→ **Extrait du document**:
▬▬▬▬▬▬

Porcs 15 janvier 2024

L’industrie porcine face au défi de la carboneutralité

Les embûches sont nombreuses pour que l’industrie porcine atteigne la carboneutralité d’ici 2050, tel que le recommande l’Accord de Paris pour limiter le réchauffement planétaire.

Un objectif que Marco Dufresne, vice-président des services techniques, des projets spéciaux et du développement durable chez Olymel, qualifie de « très agressif, puisqu’il y a encore de nombreuses entreprises qui ne sont pas là où elles devraient être ».

Chez Olymel, qui est la principale entreprise de transformation de porcs de la province, et qui possède également des élevages porcins, la plus importante source d’émission de gaz à effet de serre provient des hydrocarbures utilisés pour le transport des animaux et de la viande, que ce soit par camion, bateau ou avion.

Marco Dufresne

Or, la conversion complète de la flotte de camions vers l’électricité n’est pas envisageable avant une dizaine d’années, spécifie M. Dufresne.

▬▬▬▬▬▬

→ **Données enregistrées**:
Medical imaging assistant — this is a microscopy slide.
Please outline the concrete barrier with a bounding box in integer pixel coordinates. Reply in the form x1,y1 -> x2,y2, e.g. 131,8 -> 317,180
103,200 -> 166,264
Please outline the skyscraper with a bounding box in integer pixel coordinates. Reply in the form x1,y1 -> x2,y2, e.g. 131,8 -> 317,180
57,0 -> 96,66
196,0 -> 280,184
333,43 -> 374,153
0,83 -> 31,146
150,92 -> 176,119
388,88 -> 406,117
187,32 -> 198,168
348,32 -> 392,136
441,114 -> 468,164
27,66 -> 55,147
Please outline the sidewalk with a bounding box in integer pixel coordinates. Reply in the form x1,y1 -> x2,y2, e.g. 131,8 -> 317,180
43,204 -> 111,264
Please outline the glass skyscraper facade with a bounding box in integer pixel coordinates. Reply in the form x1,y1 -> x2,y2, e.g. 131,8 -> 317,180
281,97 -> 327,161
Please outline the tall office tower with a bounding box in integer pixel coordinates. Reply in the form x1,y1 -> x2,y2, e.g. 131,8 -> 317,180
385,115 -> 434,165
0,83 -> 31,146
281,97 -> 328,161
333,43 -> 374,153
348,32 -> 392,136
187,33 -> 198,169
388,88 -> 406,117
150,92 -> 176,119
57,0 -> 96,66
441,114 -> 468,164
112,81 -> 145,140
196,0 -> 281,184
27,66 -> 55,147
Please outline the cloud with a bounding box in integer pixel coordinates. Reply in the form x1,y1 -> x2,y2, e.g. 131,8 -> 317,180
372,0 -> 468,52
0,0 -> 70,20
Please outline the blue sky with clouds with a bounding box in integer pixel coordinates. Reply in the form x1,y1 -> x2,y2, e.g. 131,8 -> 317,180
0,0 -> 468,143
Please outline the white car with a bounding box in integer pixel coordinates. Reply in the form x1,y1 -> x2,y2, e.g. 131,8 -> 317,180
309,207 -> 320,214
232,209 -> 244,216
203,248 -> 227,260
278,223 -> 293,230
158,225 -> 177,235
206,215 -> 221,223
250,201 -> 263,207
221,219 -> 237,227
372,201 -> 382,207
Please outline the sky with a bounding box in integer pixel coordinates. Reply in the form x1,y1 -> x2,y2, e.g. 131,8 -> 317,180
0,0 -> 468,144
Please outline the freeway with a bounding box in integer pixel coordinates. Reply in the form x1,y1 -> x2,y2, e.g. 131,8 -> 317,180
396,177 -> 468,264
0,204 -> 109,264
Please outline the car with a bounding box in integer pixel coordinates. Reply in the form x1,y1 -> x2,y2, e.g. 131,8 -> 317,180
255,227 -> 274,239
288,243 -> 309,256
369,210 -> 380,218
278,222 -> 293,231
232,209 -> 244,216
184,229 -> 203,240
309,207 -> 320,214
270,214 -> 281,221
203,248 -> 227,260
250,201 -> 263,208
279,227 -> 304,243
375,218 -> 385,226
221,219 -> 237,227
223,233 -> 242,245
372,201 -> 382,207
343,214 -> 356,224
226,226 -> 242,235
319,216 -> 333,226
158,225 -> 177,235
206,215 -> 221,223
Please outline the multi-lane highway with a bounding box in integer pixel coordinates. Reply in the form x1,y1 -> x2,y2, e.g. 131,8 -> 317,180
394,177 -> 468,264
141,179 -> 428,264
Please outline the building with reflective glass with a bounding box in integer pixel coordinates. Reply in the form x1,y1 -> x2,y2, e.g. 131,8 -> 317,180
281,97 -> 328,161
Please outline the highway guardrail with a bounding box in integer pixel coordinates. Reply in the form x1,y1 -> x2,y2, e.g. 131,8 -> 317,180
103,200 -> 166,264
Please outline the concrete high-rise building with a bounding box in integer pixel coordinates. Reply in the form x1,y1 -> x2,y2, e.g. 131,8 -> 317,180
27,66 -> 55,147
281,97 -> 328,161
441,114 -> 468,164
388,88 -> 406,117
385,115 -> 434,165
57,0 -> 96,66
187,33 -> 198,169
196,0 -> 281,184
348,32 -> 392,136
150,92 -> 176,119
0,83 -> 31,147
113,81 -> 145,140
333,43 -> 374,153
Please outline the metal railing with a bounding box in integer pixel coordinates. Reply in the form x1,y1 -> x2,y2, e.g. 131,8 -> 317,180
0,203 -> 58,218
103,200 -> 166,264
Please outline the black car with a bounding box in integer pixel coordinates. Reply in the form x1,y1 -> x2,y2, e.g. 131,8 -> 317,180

▬▬▬▬▬▬

→ **Travail à faire**:
1. Répondez à ces questions sur l'article sur l'industrie porcine :
(a) D'ici quelle année l'industrie porcine devrait-elle atteindre la carboneutralité, selon la recommandation de l'Accord de Paris ?
(b) Chez Olymel, d'où provient la plus importante source d'émission de gaz à effet de serre ?
(c) Selon M. Dufresne, dans quel délai la conversion complète de la flotte de camions vers l'électricité pourrait-elle être envisagée ?
2. Rédigez la suite de l'article sur l'industrie porcine et la carboneutralité, à partir de sa dernière phrase.
Les enregistrements forment un matériau distinct de l'article sur l'industrie porcine.

→ **Corrigés**:
1.
(a) D'ici 2050.
(b) Des hydrocarbures utilisés pour le transport des animaux et de la viande, que ce soit par camion, bateau ou avion.
(c) Pas avant une dizaine d'années.

2.
« Hydro-Québec n’a pas l’électricité qu’il faut pour suffire à la demande des agriculteurs, des transformateurs et des distributeurs pour une flotte de camions industriels. Ça, c’est l’un des premiers enjeux, car il faut se rabattre sur d’autres technologies, et il n’y en a pas tant que ça », a-t-il confié à La Terre dans le cadre d’une conférence sur le même thème qu’il a prononcé au PorcShow, en novembre dernier.

Réduire le méthane provenant des élevages

La deuxième plus grande source d’émission provient des élevages, avec, d’une part, le méthane que les porcs produisent en respirant.

Pour ça, il n’existe pas encore de technologie qui permet de changer la biologie de l’animal afin qu’ils n’émettent plus de méthane. Il va falloir dealer avec le fait qu’on va toujours être un émetteur de méthane, à moins de ne plus élever de porcs.

Marco Dufresne, vice-président des services techniques, des projets spéciaux et du développement durable chez Olymel

« Pour atteindre la carboneutralité, l’industrie devra donc se tourner vers des crédits compensatoires, comme la plantation d’arbres, la création d’espaces verts, ou avec d’autres technologies capables de capturer du carbone dans l’espace », donne-t-il en exemple. 

Quant au lisier, autre source de méthane provenant des élevages, des technologies comme la biométhanisation existent pour le convertir en gaz naturel renouvelable, lequel peut ensuite être réutilisé sur le site de production pour créer une économie circulaire et ainsi atteindre la carboneutralité. « Or, une usine de biométhanisation, c’est très technologique et dispendieux.  

Aujourd’hui, plusieurs éleveurs vont décider de faire de l’épandage au champ, parce qu’économiquement parlant, c’est plus viable que d’aller en biométhanisation », déplore-t-il.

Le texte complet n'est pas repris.